[Records]
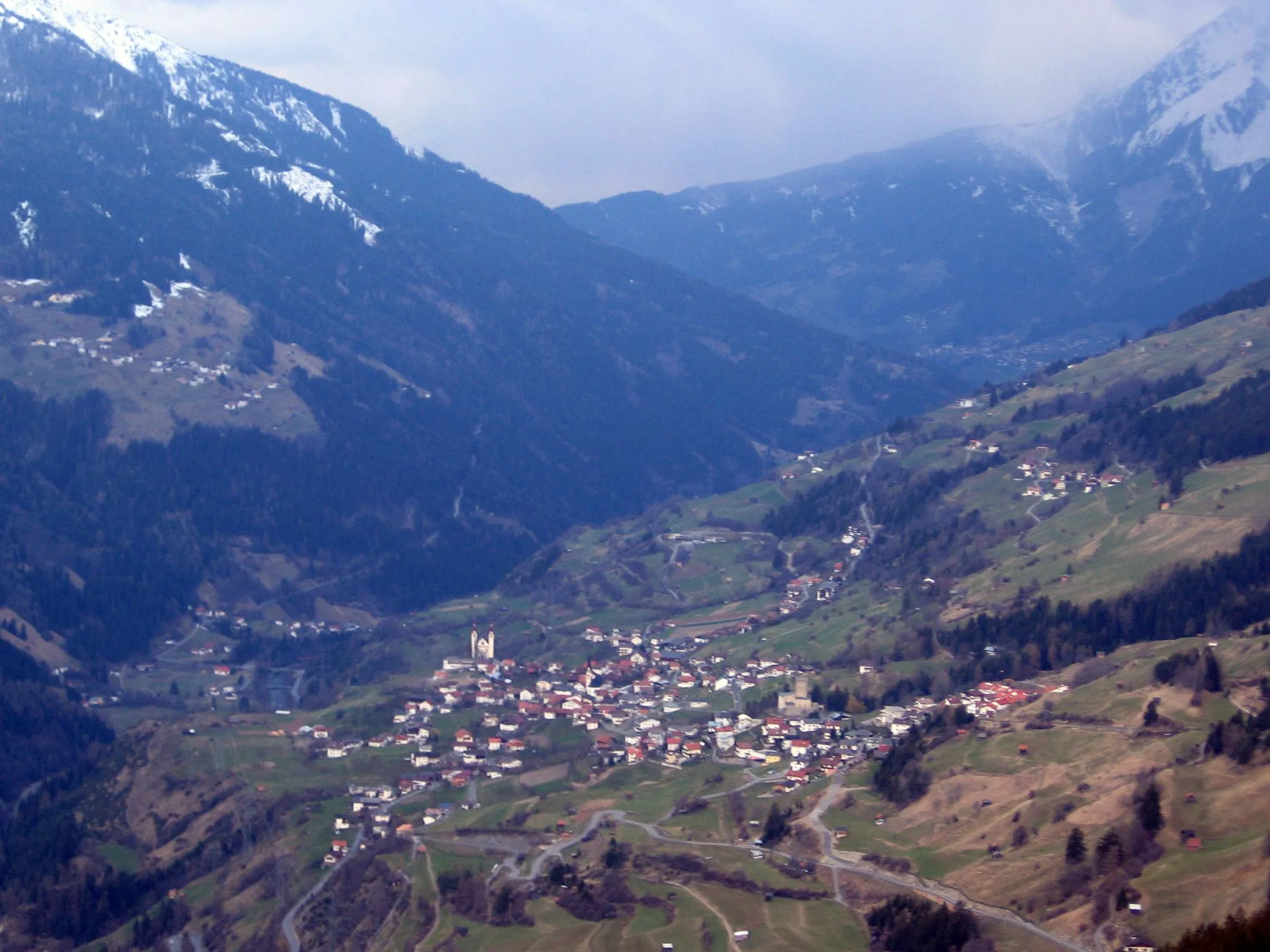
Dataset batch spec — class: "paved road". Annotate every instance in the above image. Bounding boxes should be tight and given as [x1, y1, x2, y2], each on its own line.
[282, 830, 362, 952]
[808, 773, 1088, 952]
[273, 791, 432, 952]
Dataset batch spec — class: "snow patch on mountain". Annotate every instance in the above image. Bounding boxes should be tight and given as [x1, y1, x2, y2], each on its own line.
[0, 0, 343, 151]
[252, 165, 383, 245]
[188, 159, 229, 195]
[1129, 1, 1270, 171]
[982, 113, 1075, 184]
[0, 0, 202, 74]
[11, 202, 37, 252]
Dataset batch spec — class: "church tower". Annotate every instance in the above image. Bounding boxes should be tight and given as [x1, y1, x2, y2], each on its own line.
[471, 625, 494, 661]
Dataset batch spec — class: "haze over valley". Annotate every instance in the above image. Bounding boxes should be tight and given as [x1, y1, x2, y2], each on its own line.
[0, 0, 1270, 952]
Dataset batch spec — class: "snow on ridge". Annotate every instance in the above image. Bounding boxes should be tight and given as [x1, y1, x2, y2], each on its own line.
[983, 113, 1075, 185]
[11, 202, 37, 252]
[1128, 1, 1270, 171]
[252, 165, 383, 245]
[0, 0, 344, 148]
[0, 0, 203, 75]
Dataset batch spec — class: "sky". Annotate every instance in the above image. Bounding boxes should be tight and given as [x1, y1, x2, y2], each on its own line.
[74, 0, 1231, 206]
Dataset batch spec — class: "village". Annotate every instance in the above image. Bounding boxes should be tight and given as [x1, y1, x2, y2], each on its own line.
[255, 619, 1049, 862]
[1016, 457, 1126, 501]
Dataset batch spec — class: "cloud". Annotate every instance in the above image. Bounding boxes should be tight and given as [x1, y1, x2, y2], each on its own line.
[73, 0, 1229, 205]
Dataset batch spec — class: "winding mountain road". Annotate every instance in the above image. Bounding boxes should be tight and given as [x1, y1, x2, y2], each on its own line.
[282, 830, 362, 952]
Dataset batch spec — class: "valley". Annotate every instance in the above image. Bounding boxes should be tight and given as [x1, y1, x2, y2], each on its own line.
[0, 0, 1270, 952]
[9, 298, 1270, 950]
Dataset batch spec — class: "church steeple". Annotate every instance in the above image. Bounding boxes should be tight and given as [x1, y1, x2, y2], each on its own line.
[471, 625, 494, 661]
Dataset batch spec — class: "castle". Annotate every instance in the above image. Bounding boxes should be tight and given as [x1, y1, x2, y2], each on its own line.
[776, 674, 817, 717]
[473, 625, 494, 661]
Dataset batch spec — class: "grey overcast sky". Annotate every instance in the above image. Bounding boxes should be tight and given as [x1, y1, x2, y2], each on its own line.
[68, 0, 1231, 205]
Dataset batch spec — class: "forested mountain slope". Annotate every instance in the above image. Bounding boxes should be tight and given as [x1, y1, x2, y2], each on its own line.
[0, 0, 945, 654]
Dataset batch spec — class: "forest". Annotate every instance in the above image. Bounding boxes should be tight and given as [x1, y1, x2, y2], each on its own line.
[0, 641, 114, 807]
[1160, 906, 1270, 952]
[922, 528, 1270, 678]
[0, 363, 531, 664]
[865, 895, 993, 952]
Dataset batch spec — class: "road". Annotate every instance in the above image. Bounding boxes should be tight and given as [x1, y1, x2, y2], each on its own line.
[273, 791, 432, 952]
[680, 882, 740, 952]
[282, 830, 362, 952]
[797, 773, 1088, 952]
[517, 774, 1090, 952]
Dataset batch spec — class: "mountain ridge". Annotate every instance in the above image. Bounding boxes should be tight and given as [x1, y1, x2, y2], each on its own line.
[557, 2, 1270, 381]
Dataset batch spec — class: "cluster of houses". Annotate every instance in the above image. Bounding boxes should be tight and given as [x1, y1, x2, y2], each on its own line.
[267, 618, 362, 638]
[30, 332, 141, 367]
[948, 680, 1068, 718]
[838, 526, 871, 558]
[1016, 459, 1124, 500]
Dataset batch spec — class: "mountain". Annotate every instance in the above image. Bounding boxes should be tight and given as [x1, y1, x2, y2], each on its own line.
[557, 1, 1270, 379]
[0, 0, 944, 651]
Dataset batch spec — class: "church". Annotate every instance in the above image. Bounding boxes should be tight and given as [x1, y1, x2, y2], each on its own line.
[473, 625, 494, 661]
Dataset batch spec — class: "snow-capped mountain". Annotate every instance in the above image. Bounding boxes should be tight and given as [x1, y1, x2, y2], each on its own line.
[0, 0, 941, 619]
[559, 0, 1270, 372]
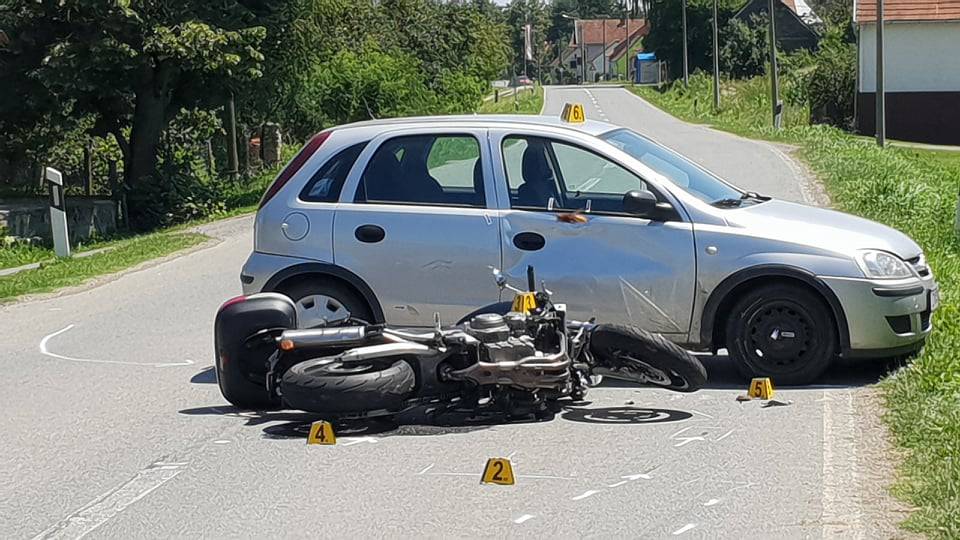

> **PROBLEM TO WORK ON**:
Find each line in the items above that contains the string "valley", matching case, and copy those lines.

> **EXERCISE SOLUTION**:
Dataset batch spec — class: "haze over valley". Annotate every instance in the above image. Bounding boxes should be tight and given as [x1, y1, x2, y2], each on its own line.
Dataset batch spec — class: "valley". Annotate every instance in the above image. Bounding boxes should be tight and given as [x1, y1, x2, y2], each on its own line.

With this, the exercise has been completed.